> Task:
Rewrite every line of the items below, starting with the line containing "the stone chimney" and continuing through the end of the items. Shift each coordinate in the answers by adding 117 to it, and leave all other lines unchanged.

::: Provided records

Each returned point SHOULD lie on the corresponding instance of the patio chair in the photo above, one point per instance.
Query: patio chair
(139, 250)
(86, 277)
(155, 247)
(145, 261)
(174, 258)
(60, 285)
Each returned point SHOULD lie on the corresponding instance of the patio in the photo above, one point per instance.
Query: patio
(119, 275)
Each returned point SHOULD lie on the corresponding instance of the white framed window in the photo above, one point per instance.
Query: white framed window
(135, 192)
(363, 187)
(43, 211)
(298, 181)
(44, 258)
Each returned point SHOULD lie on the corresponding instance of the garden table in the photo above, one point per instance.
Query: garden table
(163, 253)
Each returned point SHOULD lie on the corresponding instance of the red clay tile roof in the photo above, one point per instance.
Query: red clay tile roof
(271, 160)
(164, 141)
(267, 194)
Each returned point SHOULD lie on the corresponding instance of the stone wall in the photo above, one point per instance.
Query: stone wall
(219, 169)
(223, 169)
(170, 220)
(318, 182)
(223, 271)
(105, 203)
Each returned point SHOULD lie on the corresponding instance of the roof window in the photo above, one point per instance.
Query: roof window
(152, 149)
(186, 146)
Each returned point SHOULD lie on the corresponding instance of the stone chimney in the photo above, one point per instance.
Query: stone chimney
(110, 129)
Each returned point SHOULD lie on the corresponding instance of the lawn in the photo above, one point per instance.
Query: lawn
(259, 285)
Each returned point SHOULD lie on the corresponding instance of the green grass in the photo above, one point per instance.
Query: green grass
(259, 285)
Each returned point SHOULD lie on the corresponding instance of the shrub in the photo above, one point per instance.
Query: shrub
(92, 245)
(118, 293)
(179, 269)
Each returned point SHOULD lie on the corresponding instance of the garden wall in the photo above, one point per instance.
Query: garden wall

::::::

> Answer to this task:
Each returned point SHOULD lie on the corresponding instance of the stone chimney in the photo above, one point per instance.
Query: stone chimney
(227, 246)
Each returned point SHOULD lie on the corresponding instance of the lawn in the photo above, one point per instance.
Query: lawn
(376, 402)
Each returned point SHOULD lie on the corresponding instance of the green grass in the photo above, one point per instance.
Query: green grass
(376, 402)
Each returned point SHOULD lie on the corresponding instance of the shrub in the photo above, one point per instance.
Query: shrub
(209, 362)
(235, 410)
(296, 386)
Each returned point SHOULD lie on the corresponding instance of the garden wall in the photo above, one point per instance.
Query: garden wall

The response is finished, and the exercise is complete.